→ TASK DETAILS: Please rename "white cumulus cloud" to "puffy white cloud" in the data from the line with "Find the scrubby" up to and including the line with "xmin=264 ymin=46 xmax=297 ymax=85", leaving everything else unchanged. Return only those lines.

→ MATERIAL:
────────────────────────────────────────

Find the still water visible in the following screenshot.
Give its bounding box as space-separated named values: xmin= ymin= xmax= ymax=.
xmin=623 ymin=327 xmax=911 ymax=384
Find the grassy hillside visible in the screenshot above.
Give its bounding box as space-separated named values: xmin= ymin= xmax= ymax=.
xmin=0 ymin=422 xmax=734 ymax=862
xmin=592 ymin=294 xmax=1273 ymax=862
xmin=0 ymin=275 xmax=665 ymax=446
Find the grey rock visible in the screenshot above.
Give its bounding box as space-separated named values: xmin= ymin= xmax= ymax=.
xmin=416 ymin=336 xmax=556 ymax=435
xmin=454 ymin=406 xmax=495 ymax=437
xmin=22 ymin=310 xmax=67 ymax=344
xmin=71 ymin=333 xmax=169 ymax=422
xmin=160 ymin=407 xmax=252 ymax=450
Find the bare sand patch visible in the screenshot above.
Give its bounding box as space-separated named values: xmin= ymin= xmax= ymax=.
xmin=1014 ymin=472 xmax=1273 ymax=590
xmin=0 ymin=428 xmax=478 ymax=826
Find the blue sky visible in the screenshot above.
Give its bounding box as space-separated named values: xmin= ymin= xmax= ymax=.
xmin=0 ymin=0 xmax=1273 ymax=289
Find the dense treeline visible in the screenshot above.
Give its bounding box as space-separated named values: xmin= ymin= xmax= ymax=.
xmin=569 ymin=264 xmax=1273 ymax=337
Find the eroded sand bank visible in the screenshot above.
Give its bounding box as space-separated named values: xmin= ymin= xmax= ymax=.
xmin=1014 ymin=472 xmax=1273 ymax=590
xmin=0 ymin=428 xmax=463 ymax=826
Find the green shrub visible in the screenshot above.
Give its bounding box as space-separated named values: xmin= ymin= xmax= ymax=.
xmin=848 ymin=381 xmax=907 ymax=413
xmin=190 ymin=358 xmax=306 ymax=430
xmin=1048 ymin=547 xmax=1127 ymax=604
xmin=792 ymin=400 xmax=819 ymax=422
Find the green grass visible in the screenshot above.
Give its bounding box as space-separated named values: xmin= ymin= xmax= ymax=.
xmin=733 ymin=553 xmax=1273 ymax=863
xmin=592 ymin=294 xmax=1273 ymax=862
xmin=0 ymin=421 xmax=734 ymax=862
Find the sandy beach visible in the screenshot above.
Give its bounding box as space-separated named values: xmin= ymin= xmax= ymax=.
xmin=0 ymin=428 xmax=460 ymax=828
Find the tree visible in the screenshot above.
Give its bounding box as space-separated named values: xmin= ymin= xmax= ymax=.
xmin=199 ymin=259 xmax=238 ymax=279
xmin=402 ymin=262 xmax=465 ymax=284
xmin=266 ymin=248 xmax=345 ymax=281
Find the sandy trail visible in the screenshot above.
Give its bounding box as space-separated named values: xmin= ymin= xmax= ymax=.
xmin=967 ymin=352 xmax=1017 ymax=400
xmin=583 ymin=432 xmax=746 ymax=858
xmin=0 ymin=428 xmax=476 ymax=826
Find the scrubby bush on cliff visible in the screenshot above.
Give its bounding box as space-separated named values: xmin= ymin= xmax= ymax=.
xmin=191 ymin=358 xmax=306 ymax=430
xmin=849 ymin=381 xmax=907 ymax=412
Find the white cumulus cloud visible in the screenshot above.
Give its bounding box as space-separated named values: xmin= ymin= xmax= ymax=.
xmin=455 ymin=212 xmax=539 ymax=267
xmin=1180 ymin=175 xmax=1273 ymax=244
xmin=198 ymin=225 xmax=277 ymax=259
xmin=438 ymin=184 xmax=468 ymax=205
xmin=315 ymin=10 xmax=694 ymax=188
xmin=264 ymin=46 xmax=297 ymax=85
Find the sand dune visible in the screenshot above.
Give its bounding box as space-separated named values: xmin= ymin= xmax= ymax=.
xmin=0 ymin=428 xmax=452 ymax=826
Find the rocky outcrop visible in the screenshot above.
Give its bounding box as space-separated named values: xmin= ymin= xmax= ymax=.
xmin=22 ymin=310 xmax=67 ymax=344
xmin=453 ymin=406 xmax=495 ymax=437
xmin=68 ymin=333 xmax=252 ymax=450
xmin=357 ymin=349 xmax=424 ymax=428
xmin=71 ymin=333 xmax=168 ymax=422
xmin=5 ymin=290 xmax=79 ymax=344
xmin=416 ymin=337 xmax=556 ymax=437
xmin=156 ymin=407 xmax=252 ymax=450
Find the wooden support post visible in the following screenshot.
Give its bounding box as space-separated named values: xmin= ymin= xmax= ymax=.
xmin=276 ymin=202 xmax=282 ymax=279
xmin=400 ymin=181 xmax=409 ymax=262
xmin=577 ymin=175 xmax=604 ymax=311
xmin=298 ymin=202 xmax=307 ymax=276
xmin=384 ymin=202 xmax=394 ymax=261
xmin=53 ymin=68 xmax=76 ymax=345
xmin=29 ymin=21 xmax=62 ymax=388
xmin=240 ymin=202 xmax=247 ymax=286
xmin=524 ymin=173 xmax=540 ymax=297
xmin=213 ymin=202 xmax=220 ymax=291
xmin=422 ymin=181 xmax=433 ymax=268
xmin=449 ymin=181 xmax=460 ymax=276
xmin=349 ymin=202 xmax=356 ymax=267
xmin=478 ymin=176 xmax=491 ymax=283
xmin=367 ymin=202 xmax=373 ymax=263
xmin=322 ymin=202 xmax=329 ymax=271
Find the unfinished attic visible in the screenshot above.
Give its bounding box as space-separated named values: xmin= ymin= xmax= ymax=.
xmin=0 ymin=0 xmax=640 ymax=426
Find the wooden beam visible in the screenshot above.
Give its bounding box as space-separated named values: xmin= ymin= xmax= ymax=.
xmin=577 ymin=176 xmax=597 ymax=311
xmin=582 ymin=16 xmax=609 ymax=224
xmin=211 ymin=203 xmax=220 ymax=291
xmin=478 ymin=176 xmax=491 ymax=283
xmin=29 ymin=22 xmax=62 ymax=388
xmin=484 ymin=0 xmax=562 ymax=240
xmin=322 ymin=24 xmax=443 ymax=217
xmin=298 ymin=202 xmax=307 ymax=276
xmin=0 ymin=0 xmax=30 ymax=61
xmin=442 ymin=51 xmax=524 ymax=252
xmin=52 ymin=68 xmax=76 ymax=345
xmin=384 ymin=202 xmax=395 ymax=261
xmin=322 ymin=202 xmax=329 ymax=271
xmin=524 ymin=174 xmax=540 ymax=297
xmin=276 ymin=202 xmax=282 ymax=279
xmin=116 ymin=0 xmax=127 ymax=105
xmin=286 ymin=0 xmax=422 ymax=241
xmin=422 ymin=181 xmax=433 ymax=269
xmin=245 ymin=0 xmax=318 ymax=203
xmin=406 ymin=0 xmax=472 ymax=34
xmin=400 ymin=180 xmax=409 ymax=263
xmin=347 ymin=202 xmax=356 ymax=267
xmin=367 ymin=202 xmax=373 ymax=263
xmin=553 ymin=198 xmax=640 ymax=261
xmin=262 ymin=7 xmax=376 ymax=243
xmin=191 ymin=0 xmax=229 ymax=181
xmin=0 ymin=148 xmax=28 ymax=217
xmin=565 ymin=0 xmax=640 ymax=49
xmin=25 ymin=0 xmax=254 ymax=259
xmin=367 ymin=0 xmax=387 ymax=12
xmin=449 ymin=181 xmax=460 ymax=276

────────────────────────────────────────

→ TASK OUTPUT:
Find the scrubby bush on cliff visible in the screenshot above.
Give its bounding box as space-separated named values: xmin= ymin= xmax= ymax=.
xmin=191 ymin=358 xmax=306 ymax=430
xmin=849 ymin=381 xmax=907 ymax=412
Find the puffy white cloud visible in the screenshot above.
Give its bounding box as space-separated named values: xmin= ymin= xmax= ymax=.
xmin=455 ymin=212 xmax=539 ymax=267
xmin=1180 ymin=175 xmax=1273 ymax=244
xmin=198 ymin=225 xmax=277 ymax=259
xmin=438 ymin=184 xmax=468 ymax=205
xmin=315 ymin=10 xmax=694 ymax=188
xmin=264 ymin=46 xmax=297 ymax=85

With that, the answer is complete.